━━ EXTRACT
What’s on Tap: Supreme Court to Consider Alabama Redistricting Case
An Alabama voting rights case will once again take center stage at the U.S. Supreme Court. The justices recently agreed to consider two related cases involving how race was used to formulate Alabama redistricting plan.
Last term, in Shelby v. Holder, the Court effectively struck down Section 5 of the Voting Rights Act, which requires many southern states to receive permission from the federal government before making changes to their voting procedures.
The Factual and Legal Background
In Reynolds v. Sims, the U.S. Supreme Court ruled that state legislative districts must be apportioned after each census based on the principle of one person, one vote. As noted in the decision, “[T]he basic principle of representative government remains, and must remain, unchanged—the weight of a citizen’s vote cannot be made to depend on where he lives. Population is, of necessity, the starting point for consideration and the controlling criterion for judgment in legislative apportionment controversies.”
In the wake of the 1964 decision, the Alabama Legislature has struggled with redistricting, frequently requiring judicial intervention. In the instant cases, the plaintiffs take issue with the way a large number of minority voters were packed into a small number of districts, alleging that the redistricting plans violated the First Amendment, the Equal Protection Clause of the Fourteenth Amendment, the Fifteenth Amendment, and Section 2 of the Voting Rights Act of 1965.
As noted by the lower federal court, “the plaintiffs in these actions, in contrast with the plaintiffs in Reynolds, complain that the Legislature redistricted itself based on too little deviation in population equality and paid too little attention to considerations of where voters live based on the jurisdictional lines of counties and other subdivisions.”
By a vote of two to one, the three-judge federal panel found that the redistricting plan complied with the U.S. Constitution and the Voting Rights Act. The majority concluded that the maps did not interfere with black voters’ ability to participate in the political process, citing that “[m]ajority-black districts are roughly proportional to the black voting-age population in Alabama.”
━━━━
━━ RECORDS SHOWN
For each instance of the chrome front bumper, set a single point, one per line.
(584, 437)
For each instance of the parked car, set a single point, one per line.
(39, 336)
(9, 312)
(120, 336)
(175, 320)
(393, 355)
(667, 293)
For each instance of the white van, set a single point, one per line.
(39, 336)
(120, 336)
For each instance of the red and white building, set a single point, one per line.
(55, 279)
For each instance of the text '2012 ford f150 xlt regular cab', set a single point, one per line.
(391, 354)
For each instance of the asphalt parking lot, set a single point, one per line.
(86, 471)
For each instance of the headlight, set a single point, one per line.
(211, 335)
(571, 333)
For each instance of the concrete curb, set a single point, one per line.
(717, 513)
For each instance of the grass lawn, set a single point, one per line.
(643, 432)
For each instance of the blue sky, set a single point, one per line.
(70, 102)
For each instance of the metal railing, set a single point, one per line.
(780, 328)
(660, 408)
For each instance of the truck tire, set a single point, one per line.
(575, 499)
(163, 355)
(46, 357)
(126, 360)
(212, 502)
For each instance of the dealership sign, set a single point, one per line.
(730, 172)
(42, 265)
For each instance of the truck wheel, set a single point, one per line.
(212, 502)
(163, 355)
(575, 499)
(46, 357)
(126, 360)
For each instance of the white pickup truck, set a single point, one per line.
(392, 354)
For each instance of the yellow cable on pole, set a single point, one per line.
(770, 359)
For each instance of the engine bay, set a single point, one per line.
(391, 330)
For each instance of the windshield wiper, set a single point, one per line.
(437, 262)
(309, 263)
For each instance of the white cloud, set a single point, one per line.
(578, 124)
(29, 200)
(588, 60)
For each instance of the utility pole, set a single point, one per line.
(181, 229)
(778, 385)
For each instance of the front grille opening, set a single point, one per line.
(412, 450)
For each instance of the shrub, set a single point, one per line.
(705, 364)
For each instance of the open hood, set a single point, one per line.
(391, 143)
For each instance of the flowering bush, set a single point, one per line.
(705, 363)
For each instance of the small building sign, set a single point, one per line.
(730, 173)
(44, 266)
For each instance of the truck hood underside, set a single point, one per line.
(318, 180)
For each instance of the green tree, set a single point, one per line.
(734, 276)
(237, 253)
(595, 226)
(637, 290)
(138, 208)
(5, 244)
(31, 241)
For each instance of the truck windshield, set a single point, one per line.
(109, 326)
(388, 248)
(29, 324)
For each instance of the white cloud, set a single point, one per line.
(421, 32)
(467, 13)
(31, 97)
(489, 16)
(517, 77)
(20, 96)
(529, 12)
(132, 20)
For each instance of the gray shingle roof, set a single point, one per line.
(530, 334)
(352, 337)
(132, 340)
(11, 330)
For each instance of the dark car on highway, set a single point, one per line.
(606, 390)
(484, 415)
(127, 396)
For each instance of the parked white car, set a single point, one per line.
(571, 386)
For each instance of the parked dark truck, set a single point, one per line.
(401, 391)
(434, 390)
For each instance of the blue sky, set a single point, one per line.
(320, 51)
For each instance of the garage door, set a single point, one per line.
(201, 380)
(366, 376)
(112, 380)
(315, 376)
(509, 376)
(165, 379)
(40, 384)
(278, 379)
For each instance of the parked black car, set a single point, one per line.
━━━━
**ACTIONS TO TAKE**
1 - Reproduce word for word the portion of the Alabama redistricting article that begins at "What’s on Tap: Supreme" and stops after "their voting procedures.".
2 - According to the Alabama redistricting article, by what vote did the three-judge federal panel find that the redistricting plan complied with the U.S. Constitution and the Voting Rights Act?

**ANSWER LIST**
1 -
What’s on Tap: Supreme Court to Consider Alabama Redistricting Case
An Alabama voting rights case will once again take center stage at the U.S. Supreme Court. The justices recently agreed to consider two related cases involving how race was used to formulate Alabama redistricting plan.
Last term, in Shelby v. Holder, the Court effectively struck down Section 5 of the Voting Rights Act, which requires many southern states to receive permission from the federal government before making changes to their voting procedures.

2 - Two to one.